◆ **How to complete this task**
An exact transcription of every entry is required. Images are not part of it.

Image point grounding data:
****************************************

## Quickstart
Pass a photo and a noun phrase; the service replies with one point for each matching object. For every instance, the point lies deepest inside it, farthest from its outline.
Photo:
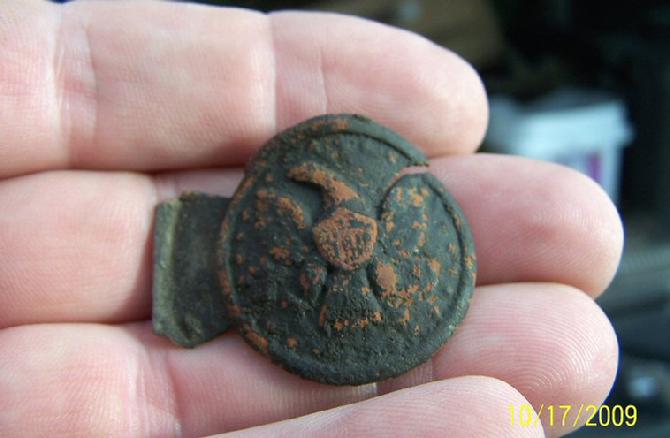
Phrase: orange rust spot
(287, 205)
(225, 283)
(405, 317)
(452, 249)
(257, 340)
(281, 254)
(322, 315)
(336, 190)
(340, 324)
(419, 225)
(346, 239)
(341, 124)
(469, 262)
(415, 198)
(304, 281)
(399, 195)
(233, 310)
(386, 278)
(436, 266)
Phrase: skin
(106, 108)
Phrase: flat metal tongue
(188, 304)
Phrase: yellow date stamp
(573, 415)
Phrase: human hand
(97, 98)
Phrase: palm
(95, 98)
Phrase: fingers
(77, 244)
(535, 221)
(517, 333)
(460, 407)
(128, 379)
(122, 85)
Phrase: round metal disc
(335, 266)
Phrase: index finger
(144, 86)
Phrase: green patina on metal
(329, 261)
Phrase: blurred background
(585, 84)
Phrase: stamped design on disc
(337, 267)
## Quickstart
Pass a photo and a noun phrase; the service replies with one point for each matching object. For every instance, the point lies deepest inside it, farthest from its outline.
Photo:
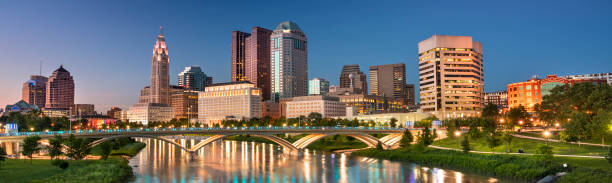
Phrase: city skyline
(84, 51)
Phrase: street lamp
(546, 134)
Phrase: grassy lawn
(528, 145)
(16, 171)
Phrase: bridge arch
(94, 143)
(309, 139)
(282, 142)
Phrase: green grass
(103, 171)
(528, 145)
(17, 171)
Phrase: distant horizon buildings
(250, 60)
(193, 78)
(60, 90)
(289, 61)
(318, 86)
(451, 76)
(34, 91)
(352, 77)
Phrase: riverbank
(114, 169)
(513, 167)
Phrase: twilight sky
(107, 45)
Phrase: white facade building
(236, 100)
(150, 112)
(325, 105)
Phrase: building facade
(258, 60)
(318, 86)
(83, 109)
(235, 100)
(498, 98)
(325, 105)
(160, 77)
(289, 62)
(451, 76)
(192, 78)
(388, 80)
(60, 90)
(150, 112)
(34, 91)
(185, 104)
(352, 77)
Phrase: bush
(63, 164)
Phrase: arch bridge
(314, 134)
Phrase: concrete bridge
(315, 133)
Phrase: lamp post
(546, 134)
(457, 134)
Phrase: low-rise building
(150, 112)
(234, 100)
(325, 105)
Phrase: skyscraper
(388, 80)
(289, 61)
(160, 78)
(239, 55)
(251, 58)
(451, 75)
(358, 79)
(318, 86)
(192, 78)
(258, 60)
(60, 90)
(34, 91)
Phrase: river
(233, 161)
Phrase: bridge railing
(198, 129)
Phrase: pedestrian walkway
(554, 140)
(528, 154)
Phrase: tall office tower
(358, 79)
(34, 91)
(410, 94)
(60, 90)
(192, 78)
(258, 60)
(239, 55)
(388, 80)
(289, 62)
(160, 77)
(451, 76)
(318, 86)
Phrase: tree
(78, 148)
(55, 147)
(426, 137)
(544, 153)
(608, 156)
(30, 146)
(106, 148)
(2, 155)
(490, 111)
(508, 137)
(465, 144)
(492, 141)
(393, 122)
(379, 146)
(407, 139)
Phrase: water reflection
(231, 161)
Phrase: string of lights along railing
(215, 129)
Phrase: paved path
(554, 140)
(528, 154)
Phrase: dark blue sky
(107, 45)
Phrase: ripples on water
(232, 161)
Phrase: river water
(232, 161)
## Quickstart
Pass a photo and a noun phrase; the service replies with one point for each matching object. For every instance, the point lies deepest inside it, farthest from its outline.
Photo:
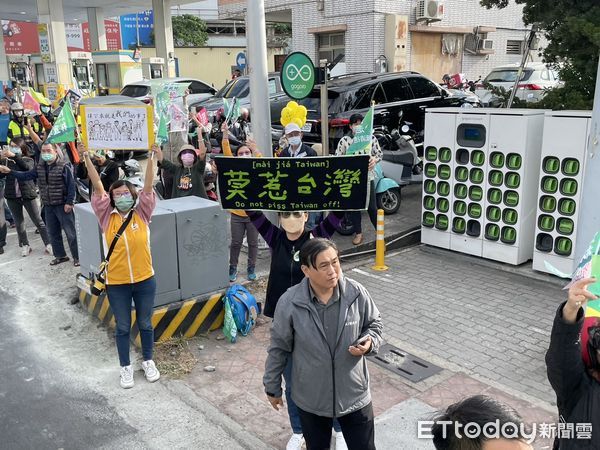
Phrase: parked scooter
(401, 162)
(388, 197)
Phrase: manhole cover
(404, 364)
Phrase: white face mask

****************************************

◆ **Task result**
## Quickstart
Pass a photo and a noun phrase; the service replies with one point for each matching object. For every instance, the point lies deepest inside it, farthest from its outline.
Photo:
Phrase: orange rust spot
(287, 205)
(225, 283)
(405, 317)
(452, 249)
(257, 340)
(281, 254)
(322, 315)
(336, 190)
(340, 324)
(419, 225)
(346, 239)
(341, 124)
(469, 262)
(415, 198)
(304, 281)
(399, 195)
(233, 310)
(386, 278)
(436, 266)
Phrase: skin
(106, 108)
Phrase: flat metal tongue
(188, 304)
Phrase: yellow date stamp
(573, 415)
Phrase: human hand
(97, 98)
Phrase: palm
(95, 98)
Phrase: fingers
(77, 244)
(535, 221)
(517, 333)
(460, 407)
(128, 379)
(122, 85)
Phrase: round metal disc
(335, 266)
Phrase: index finger
(144, 86)
Phrase: green patina on metal
(329, 261)
Phrase: blurred background
(585, 84)
Phrase: stamped design on disc
(337, 267)
## Quickstart
Pass a photo and a noun phrase; the service replies with one point for each matching object. For every instance, the point lies deepest inside it, farthest from its outline.
Photo:
Phrase: city skyline
(84, 51)
Phrase: street lamp
(546, 134)
Phrase: grassy lawn
(528, 145)
(16, 171)
Phrase: bridge arch
(94, 143)
(309, 139)
(282, 142)
Phrase: green grass
(103, 171)
(528, 145)
(17, 171)
Phrase: distant horizon buildings
(250, 60)
(193, 78)
(60, 90)
(289, 61)
(318, 86)
(451, 76)
(34, 91)
(352, 77)
Phrase: riverbank
(114, 169)
(513, 167)
Phrase: twilight sky
(107, 45)
Phrase: white facade building
(236, 100)
(150, 112)
(325, 105)
Phrase: building facade
(258, 60)
(318, 86)
(83, 109)
(235, 100)
(498, 98)
(325, 105)
(160, 77)
(289, 62)
(451, 76)
(192, 78)
(388, 80)
(60, 90)
(150, 112)
(34, 91)
(185, 104)
(352, 77)
Phrase: bush
(63, 164)
Phrase: arch bridge
(314, 134)
Phrase: concrete bridge
(315, 133)
Phrase: lamp post
(546, 134)
(457, 134)
Phrase: low-rise building
(150, 112)
(234, 100)
(325, 105)
Phrase: skyscraper
(388, 80)
(289, 61)
(160, 78)
(239, 55)
(251, 58)
(451, 75)
(358, 79)
(318, 86)
(192, 78)
(258, 60)
(60, 90)
(34, 91)
Phrase: river
(233, 161)
Phrase: bridge railing
(198, 129)
Phrase: pedestrian walkway
(554, 140)
(528, 154)
Phrase: tall office tower
(358, 79)
(34, 91)
(410, 94)
(60, 90)
(192, 78)
(258, 60)
(239, 55)
(388, 80)
(289, 62)
(160, 77)
(451, 76)
(318, 86)
Phrase: tree
(78, 148)
(55, 147)
(426, 137)
(544, 153)
(608, 156)
(30, 146)
(106, 148)
(2, 155)
(490, 111)
(508, 137)
(465, 144)
(492, 141)
(393, 122)
(379, 146)
(407, 139)
Phrase: water reflection
(231, 161)
Phrase: string of lights along railing
(215, 129)
Phrase: paved path
(554, 140)
(528, 154)
Phrase: dark blue sky
(107, 45)
Phrase: ripples on water
(232, 161)
Phrase: river water
(232, 161)
## Quickstart
Pass a photo and a noun phrase; the service replies with one point for each matching object. For every instance, the point lies deepest inside it, farthest from its outline.
Photo:
Phrase: parked scooter
(401, 162)
(388, 197)
Phrase: manhole cover
(404, 364)
Phrase: white face mask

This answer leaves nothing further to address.